─── Task input
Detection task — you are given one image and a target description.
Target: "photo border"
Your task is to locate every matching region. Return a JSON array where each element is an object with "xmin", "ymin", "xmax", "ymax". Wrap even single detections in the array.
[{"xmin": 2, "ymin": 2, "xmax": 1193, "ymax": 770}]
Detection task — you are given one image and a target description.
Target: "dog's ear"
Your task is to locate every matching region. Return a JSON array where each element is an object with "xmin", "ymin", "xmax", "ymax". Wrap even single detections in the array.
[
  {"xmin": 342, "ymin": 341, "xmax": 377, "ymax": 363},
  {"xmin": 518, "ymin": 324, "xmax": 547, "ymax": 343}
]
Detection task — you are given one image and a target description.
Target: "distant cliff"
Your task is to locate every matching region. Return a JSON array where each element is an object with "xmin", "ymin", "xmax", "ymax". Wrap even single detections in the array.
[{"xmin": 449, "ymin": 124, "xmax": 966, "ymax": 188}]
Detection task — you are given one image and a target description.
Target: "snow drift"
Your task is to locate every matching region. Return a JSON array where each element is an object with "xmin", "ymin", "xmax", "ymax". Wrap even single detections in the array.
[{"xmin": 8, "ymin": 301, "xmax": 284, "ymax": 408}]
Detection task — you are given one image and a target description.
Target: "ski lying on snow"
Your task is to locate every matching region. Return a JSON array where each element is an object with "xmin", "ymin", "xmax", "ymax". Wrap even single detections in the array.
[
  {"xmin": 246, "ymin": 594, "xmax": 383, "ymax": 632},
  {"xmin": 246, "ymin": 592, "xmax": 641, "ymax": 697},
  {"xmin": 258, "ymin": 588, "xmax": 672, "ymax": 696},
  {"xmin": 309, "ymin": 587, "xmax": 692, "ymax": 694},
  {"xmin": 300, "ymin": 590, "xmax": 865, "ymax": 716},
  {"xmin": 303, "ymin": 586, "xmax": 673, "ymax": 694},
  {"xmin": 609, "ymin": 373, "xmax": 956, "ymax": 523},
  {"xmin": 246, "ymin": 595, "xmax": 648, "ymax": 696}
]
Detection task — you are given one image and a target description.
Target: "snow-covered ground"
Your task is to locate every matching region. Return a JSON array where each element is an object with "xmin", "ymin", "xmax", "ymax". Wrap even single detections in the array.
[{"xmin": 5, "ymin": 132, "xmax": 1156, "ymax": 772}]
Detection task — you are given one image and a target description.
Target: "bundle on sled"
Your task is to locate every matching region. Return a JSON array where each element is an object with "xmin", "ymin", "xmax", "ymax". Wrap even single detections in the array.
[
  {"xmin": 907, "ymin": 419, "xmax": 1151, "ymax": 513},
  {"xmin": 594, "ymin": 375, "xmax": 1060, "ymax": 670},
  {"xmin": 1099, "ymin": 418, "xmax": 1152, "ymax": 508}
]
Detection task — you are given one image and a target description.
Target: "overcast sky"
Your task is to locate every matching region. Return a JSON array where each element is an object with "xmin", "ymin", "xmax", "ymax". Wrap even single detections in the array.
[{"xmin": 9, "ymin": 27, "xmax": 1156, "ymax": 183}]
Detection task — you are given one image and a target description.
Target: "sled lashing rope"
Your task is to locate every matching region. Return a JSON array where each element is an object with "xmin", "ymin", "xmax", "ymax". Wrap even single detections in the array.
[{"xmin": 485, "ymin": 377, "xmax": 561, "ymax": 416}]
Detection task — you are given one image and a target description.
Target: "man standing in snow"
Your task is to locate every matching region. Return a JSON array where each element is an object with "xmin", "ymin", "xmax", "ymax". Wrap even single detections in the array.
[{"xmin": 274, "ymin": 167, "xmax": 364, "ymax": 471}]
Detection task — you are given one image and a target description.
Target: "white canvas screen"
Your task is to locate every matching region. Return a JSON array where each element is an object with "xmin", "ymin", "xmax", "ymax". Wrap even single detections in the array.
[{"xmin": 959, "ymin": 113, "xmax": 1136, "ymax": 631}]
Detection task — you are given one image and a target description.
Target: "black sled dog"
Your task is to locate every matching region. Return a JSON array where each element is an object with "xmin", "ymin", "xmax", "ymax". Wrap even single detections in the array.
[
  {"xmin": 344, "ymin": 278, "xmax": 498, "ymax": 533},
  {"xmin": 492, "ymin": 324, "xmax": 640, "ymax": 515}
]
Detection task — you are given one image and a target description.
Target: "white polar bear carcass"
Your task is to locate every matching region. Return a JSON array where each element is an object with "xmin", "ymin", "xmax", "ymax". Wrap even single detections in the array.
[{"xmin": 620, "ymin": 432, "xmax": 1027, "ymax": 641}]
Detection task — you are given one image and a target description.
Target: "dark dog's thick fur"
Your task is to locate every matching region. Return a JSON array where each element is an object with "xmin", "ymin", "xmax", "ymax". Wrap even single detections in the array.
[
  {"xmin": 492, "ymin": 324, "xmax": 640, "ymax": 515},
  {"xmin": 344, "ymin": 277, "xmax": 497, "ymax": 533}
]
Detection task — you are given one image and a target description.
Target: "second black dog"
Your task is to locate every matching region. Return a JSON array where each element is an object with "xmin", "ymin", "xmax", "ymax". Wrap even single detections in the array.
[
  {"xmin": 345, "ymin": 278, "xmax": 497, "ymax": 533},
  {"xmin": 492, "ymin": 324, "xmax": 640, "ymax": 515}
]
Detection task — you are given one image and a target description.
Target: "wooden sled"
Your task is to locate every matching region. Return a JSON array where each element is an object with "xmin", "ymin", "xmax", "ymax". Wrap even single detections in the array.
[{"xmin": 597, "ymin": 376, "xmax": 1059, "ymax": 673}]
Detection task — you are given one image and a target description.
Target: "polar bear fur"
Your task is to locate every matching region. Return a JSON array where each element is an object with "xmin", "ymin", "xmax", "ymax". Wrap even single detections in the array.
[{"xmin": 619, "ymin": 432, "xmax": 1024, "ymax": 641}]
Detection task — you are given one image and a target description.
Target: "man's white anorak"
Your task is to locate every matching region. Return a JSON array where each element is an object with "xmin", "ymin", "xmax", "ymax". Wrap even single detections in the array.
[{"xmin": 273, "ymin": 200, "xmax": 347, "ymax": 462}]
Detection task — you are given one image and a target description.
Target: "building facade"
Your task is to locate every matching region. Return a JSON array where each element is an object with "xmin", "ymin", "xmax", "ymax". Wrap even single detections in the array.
──────
Your goal: This task calls for the material above to be duplicated verbatim.

Response to this task:
Detection task — you are given one image and a target description.
Target: "photo border"
Your task is to locate every matching region. Return a JSON array where each element is an object with "xmin", "ymin", "xmax", "ymax". Wrap even single detections in the array.
[{"xmin": 2, "ymin": 2, "xmax": 1193, "ymax": 770}]
Detection task — you are given one image and a target description.
Target: "dog's ear"
Your task is to locate every matching region. Return a JSON array where each element is an object with "xmin", "ymin", "xmax", "ymax". Wrap even single detections in the array.
[
  {"xmin": 342, "ymin": 341, "xmax": 377, "ymax": 363},
  {"xmin": 518, "ymin": 324, "xmax": 547, "ymax": 343}
]
Detection task — you are given one image and a target description.
Target: "distant cliff"
Your task is to locate every matching region. Return a JSON array where each element is an object with "xmin", "ymin", "xmax", "ymax". Wrap even single detections in the array.
[{"xmin": 449, "ymin": 124, "xmax": 966, "ymax": 188}]
Detection task — you are given one image and a target description.
Target: "snow drift"
Your task is to locate every matching region. Return a JSON array where each element is an object with "xmin", "ymin", "xmax", "ymax". Wrap even single detections in the array.
[{"xmin": 8, "ymin": 301, "xmax": 284, "ymax": 408}]
Detection task — you are given one image and a target description.
Target: "ski lying on snow"
Your task is to locate every matching region. Return a JSON array where each element is an object with "xmin", "ymin", "xmax", "ymax". Wrap even single detections in the array.
[
  {"xmin": 246, "ymin": 594, "xmax": 383, "ymax": 632},
  {"xmin": 246, "ymin": 592, "xmax": 641, "ymax": 697},
  {"xmin": 258, "ymin": 588, "xmax": 672, "ymax": 696},
  {"xmin": 309, "ymin": 587, "xmax": 692, "ymax": 694},
  {"xmin": 300, "ymin": 590, "xmax": 865, "ymax": 716},
  {"xmin": 303, "ymin": 586, "xmax": 673, "ymax": 694},
  {"xmin": 609, "ymin": 373, "xmax": 956, "ymax": 523},
  {"xmin": 246, "ymin": 595, "xmax": 648, "ymax": 696}
]
Detection task — you are given one image and a target description.
Target: "snow-covered ground"
Your task is to locate every matching region. Return a JSON array where each element is an object with "xmin", "ymin", "xmax", "ymax". Wrap even single detections in the array.
[{"xmin": 5, "ymin": 132, "xmax": 1156, "ymax": 772}]
Detection task — you are given one image and a target description.
Target: "bundle on sled"
Your task is to locate every matching region. Return a JSON array where each element is an object with "xmin", "ymin", "xmax", "ymax". Wrap even single detections in the array.
[
  {"xmin": 907, "ymin": 419, "xmax": 1151, "ymax": 513},
  {"xmin": 594, "ymin": 375, "xmax": 1060, "ymax": 670},
  {"xmin": 1099, "ymin": 418, "xmax": 1152, "ymax": 508}
]
Detection task — you are given one image and a target description.
Target: "overcast sky"
Your task is to locate every matching region. Return a JSON array where each element is an object with "xmin", "ymin", "xmax", "ymax". Wrap even single detections in the array.
[{"xmin": 9, "ymin": 27, "xmax": 1156, "ymax": 183}]
Detection task — you are given one image and a target description.
Target: "sled lashing rope"
Your task is to locate every matching region. Return a JSON array where each element is an object with "xmin", "ymin", "xmax", "ymax". Wrap even single detections in the array.
[{"xmin": 485, "ymin": 377, "xmax": 561, "ymax": 416}]
Detection task — you are given one image and a target description.
Target: "man standing in snow"
Your task is to locate every matching region. Return a JSON array where each element is an object with "xmin", "ymin", "xmax", "ymax". Wrap even single detections in the array.
[{"xmin": 274, "ymin": 167, "xmax": 364, "ymax": 471}]
Detection task — you are given one image and a target description.
Target: "white canvas screen"
Your task is to locate every matching region. Return a JSON array where each element is an object with "xmin", "ymin", "xmax", "ymax". Wrap even single detections in the array.
[{"xmin": 959, "ymin": 113, "xmax": 1136, "ymax": 631}]
Detection task — you are given one image and a target description.
Target: "black sled dog"
Your task is to locate every matching region. Return a JSON array where each element is an object with "xmin", "ymin", "xmax", "ymax". Wrap even single detections in the array.
[
  {"xmin": 344, "ymin": 278, "xmax": 498, "ymax": 533},
  {"xmin": 492, "ymin": 324, "xmax": 640, "ymax": 515}
]
Detection task — you are given one image and a target description.
Target: "white polar bear carcass"
Your task is to locate every matching region. Return a JSON array where each element is an object with "xmin", "ymin", "xmax", "ymax". Wrap even single detections in the array.
[{"xmin": 620, "ymin": 432, "xmax": 1027, "ymax": 641}]
Detection task — you are given one image and a target description.
Target: "dark dog's thick fur"
Your task is to locate every matching region. Return a JSON array where each element is an object with "xmin", "ymin", "xmax", "ymax". Wrap even single detections in the array.
[
  {"xmin": 492, "ymin": 324, "xmax": 640, "ymax": 515},
  {"xmin": 344, "ymin": 277, "xmax": 497, "ymax": 533}
]
Detection task — you are given one image and a target description.
Target: "second black dog"
Your task is to locate every matching region. Return a JSON array where each element is an object with "xmin", "ymin", "xmax", "ymax". Wrap even single detections in the array.
[
  {"xmin": 345, "ymin": 278, "xmax": 497, "ymax": 533},
  {"xmin": 492, "ymin": 324, "xmax": 640, "ymax": 515}
]
Detection task — you are given one image and a target description.
Target: "wooden sled"
Your task is to locate every matching region. Return a JSON array where each element is an object with "xmin", "ymin", "xmax", "ymax". Wrap even single detections in the array.
[{"xmin": 597, "ymin": 376, "xmax": 1059, "ymax": 673}]
Detection task — you are given one image and a target description.
Target: "polar bear fur"
Your task is to locate every matching region. Return a JSON array where each element is an object with "xmin", "ymin", "xmax", "ymax". Wrap even single detections in the array.
[{"xmin": 619, "ymin": 432, "xmax": 1024, "ymax": 641}]
Detection task — you are given one image and a target description.
Target: "man's white anorak"
Your task is to locate every matching region. Return a JSON array where each element is an object with "xmin", "ymin", "xmax", "ymax". Wrap even single detections in the array.
[{"xmin": 273, "ymin": 200, "xmax": 347, "ymax": 462}]
Detection task — you are given one image and a target description.
Target: "building facade"
Your task is to locate every matching region. Return a JSON array where each element is an object with "xmin", "ymin", "xmax", "ymax". Wrap even single detections in the array.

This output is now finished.